Ce qui se passe à Fukushima est d’une gravité extrême et doit bouleverser la donne énergétique mondiale. La raison a définitivement changé de camp. L’Allemagne vient d’en prendre acte. Et en France, quelle leçon notre gouvernement a-t-il tiré de Fukushima ? Aucune ou presque.
Alors que les citoyens réclament un grand débat sur l’énergie, le président de la République a invité à déjeuner les associations qui ont participé au Grenelle de l’Environnement pour leur proposer de remettre le couvert.
Le nucléaire n’est pas un détail
La manœuvre est adroite : au prétexte de dépasser le clivage entre partisans et opposants à l’atome, on ne parlera que d’efficacité énergétique. Et pour ceux qui n’ont toujours pas compris le message, Nicolas Sarkozy s’est rendu à Gravelines pour manifester sa confiance dans le nucléaire. Les Japonais apprécieront.

**ENTRÉES PRÉSENTÉES**
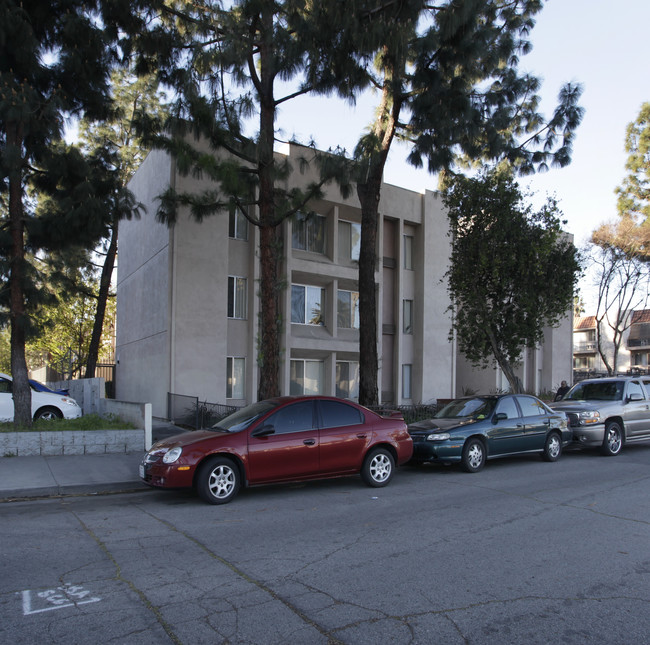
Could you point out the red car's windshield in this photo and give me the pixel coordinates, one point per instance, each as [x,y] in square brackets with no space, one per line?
[242,419]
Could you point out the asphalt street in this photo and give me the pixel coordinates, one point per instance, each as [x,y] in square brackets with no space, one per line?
[523,552]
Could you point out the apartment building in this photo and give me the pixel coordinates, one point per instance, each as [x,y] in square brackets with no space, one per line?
[634,348]
[187,305]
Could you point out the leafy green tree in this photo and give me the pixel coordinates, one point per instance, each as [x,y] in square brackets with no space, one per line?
[131,96]
[54,63]
[67,328]
[512,270]
[448,81]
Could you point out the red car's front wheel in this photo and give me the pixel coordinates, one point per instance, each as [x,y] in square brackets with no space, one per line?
[218,480]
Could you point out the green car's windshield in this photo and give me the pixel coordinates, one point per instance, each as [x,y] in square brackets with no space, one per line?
[241,419]
[474,408]
[598,391]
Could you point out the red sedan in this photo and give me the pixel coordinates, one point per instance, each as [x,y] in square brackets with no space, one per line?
[280,440]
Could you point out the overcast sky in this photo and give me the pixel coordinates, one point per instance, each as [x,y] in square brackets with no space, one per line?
[605,46]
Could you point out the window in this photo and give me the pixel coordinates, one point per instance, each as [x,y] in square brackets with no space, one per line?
[406,381]
[308,233]
[634,387]
[237,224]
[408,252]
[508,407]
[236,297]
[307,304]
[407,317]
[347,379]
[306,377]
[336,414]
[348,310]
[235,378]
[349,241]
[296,417]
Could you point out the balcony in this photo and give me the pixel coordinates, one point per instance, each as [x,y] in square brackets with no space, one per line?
[638,342]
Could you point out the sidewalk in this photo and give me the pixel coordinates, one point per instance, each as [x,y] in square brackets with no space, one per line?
[29,477]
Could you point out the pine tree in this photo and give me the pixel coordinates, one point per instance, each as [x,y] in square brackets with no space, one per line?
[54,62]
[449,85]
[232,68]
[132,96]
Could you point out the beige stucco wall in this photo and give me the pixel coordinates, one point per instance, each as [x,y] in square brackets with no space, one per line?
[174,335]
[143,292]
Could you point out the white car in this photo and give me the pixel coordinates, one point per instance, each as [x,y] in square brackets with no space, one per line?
[45,405]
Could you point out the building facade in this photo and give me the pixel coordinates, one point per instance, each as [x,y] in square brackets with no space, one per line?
[187,320]
[634,349]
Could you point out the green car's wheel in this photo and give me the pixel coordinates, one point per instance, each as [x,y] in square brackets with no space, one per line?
[474,456]
[553,447]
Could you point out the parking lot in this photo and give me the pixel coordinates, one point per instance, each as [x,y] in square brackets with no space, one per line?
[522,552]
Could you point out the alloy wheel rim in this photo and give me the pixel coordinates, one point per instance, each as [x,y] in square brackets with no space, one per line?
[380,468]
[475,456]
[222,481]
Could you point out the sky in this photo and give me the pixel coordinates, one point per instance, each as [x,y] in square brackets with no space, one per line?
[604,46]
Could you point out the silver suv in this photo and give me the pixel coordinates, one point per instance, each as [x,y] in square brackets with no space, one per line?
[608,412]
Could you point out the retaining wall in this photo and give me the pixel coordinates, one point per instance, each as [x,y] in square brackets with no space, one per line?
[71,442]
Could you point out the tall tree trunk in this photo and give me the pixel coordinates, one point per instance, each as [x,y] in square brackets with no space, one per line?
[515,382]
[22,394]
[102,299]
[369,193]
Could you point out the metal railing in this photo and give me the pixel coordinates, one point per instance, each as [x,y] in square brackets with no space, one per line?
[189,412]
[411,413]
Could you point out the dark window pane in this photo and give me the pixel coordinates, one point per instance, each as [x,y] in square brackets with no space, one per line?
[336,414]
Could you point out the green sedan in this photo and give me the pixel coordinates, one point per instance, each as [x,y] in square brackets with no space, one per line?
[473,429]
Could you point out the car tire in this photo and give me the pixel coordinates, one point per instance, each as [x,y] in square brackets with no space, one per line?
[473,458]
[48,414]
[378,468]
[218,480]
[552,447]
[613,440]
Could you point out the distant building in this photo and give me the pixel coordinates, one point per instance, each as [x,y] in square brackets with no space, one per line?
[187,305]
[638,340]
[634,350]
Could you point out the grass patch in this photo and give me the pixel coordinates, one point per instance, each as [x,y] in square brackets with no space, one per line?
[87,423]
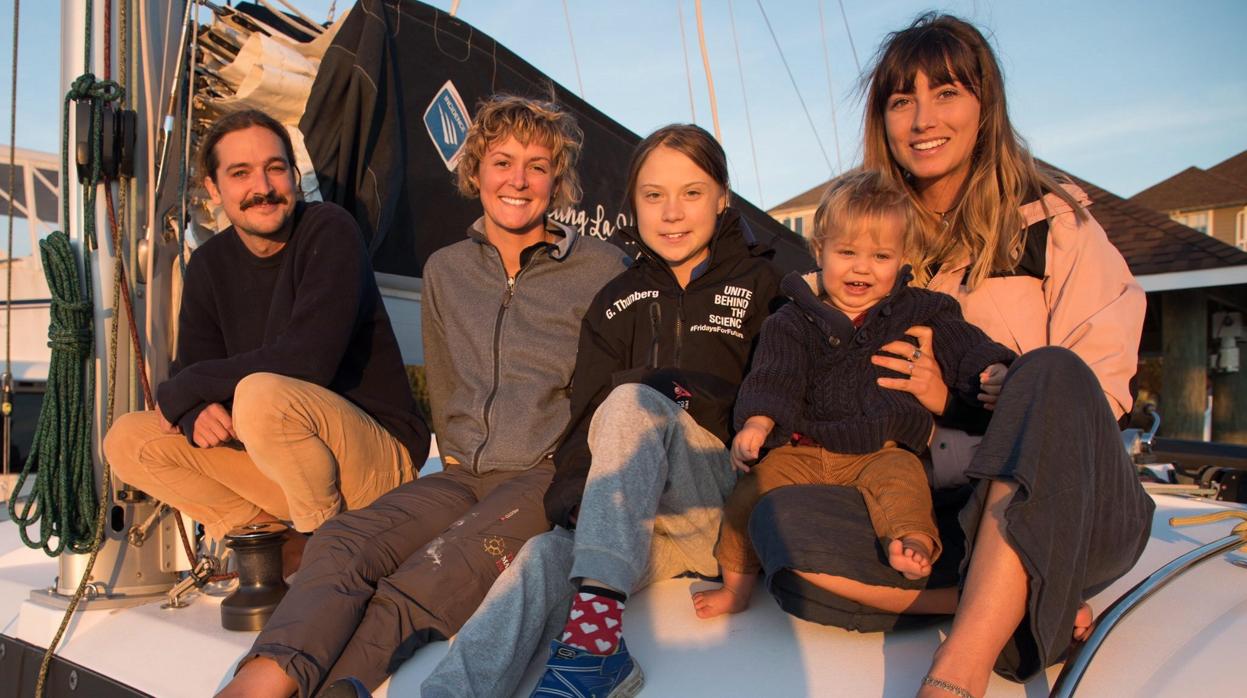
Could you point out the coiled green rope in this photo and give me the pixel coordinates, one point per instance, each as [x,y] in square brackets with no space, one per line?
[62,497]
[64,500]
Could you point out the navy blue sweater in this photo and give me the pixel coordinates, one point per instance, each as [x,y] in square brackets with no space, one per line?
[812,372]
[311,312]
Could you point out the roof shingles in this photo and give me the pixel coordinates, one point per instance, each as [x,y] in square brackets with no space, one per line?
[1149,241]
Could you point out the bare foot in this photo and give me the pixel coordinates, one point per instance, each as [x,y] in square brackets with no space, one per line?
[1083,622]
[259,678]
[910,555]
[716,602]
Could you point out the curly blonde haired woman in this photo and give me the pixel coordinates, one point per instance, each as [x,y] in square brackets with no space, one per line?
[501,314]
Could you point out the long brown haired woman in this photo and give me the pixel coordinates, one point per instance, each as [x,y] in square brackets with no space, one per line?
[1049,510]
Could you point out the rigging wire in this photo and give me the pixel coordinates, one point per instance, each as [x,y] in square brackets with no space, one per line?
[192,61]
[793,80]
[688,74]
[710,79]
[6,408]
[849,31]
[831,92]
[571,39]
[745,94]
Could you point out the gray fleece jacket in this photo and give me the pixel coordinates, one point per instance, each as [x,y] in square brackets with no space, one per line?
[499,353]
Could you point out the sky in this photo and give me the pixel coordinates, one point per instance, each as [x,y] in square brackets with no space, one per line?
[1120,92]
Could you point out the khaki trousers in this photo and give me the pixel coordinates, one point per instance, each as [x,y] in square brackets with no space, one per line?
[306,454]
[892,482]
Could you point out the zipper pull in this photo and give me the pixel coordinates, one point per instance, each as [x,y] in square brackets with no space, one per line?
[510,292]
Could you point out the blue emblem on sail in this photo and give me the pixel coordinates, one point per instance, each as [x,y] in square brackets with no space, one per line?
[447,120]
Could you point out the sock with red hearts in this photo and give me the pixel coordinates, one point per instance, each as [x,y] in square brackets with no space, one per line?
[596,621]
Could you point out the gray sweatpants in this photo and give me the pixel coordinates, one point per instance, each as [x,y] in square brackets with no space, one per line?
[651,511]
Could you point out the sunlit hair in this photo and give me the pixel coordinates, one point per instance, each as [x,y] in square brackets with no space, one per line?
[687,138]
[208,161]
[529,121]
[859,201]
[984,222]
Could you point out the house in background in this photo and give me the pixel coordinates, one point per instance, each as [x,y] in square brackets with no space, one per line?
[1212,201]
[798,212]
[1190,278]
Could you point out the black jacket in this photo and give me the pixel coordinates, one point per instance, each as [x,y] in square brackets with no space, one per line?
[703,338]
[812,373]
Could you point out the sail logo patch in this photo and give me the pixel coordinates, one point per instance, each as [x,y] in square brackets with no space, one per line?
[447,121]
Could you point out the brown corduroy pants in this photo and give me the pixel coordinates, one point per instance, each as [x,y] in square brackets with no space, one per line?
[892,482]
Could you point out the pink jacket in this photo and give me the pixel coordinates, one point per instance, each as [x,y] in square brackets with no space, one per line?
[1088,302]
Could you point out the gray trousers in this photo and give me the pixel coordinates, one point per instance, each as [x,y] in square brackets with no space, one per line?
[651,511]
[379,582]
[1079,520]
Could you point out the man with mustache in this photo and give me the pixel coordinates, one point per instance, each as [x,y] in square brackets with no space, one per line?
[287,399]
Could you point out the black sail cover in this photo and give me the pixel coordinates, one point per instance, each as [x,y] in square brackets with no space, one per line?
[387,119]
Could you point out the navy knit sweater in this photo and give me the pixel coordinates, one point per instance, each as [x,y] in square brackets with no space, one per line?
[812,372]
[309,312]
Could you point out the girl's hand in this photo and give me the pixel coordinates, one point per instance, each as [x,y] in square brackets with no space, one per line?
[924,380]
[990,382]
[748,443]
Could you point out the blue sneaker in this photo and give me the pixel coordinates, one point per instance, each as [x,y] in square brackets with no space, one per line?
[575,673]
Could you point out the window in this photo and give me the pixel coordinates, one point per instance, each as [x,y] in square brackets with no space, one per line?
[1197,219]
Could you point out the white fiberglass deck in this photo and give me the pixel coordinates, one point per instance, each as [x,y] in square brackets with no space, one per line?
[1187,640]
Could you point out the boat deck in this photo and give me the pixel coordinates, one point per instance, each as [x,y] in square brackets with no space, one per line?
[1186,640]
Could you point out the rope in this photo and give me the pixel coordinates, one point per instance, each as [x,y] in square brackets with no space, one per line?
[831,92]
[571,39]
[61,450]
[745,94]
[710,79]
[793,80]
[688,74]
[6,379]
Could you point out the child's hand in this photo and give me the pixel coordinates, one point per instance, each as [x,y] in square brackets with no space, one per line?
[990,382]
[748,443]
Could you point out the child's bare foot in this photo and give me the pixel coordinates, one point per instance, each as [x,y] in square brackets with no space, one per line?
[716,602]
[910,555]
[1083,622]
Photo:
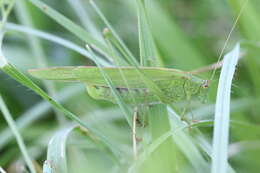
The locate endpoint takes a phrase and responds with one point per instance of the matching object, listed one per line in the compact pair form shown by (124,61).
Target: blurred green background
(188,35)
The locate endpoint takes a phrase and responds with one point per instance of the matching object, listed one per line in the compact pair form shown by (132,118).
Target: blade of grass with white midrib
(10,121)
(222,113)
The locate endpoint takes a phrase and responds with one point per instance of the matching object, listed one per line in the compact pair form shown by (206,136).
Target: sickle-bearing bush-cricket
(175,84)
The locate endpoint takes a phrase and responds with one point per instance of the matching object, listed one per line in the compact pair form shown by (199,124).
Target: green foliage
(76,133)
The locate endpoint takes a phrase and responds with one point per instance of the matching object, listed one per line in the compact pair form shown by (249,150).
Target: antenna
(228,37)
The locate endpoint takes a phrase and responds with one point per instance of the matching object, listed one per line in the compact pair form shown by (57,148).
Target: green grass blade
(115,93)
(36,112)
(53,38)
(186,144)
(19,139)
(148,53)
(222,111)
(69,25)
(37,50)
(18,76)
(118,40)
(57,150)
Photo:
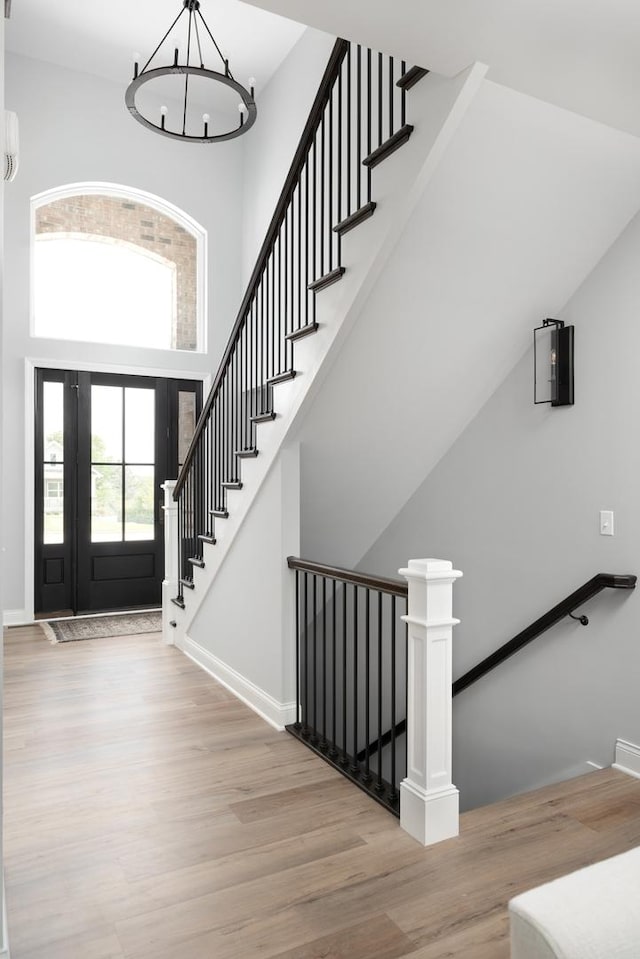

**OBJECTIF DE LA TÂCHE**
Dans le texte sur Fukushima, où Nicolas Sarkozy s’est-il rendu pour manifester sa confiance dans le nucléaire ?

**RÉSULTAT DE L’EXERCICE**
À Gravelines.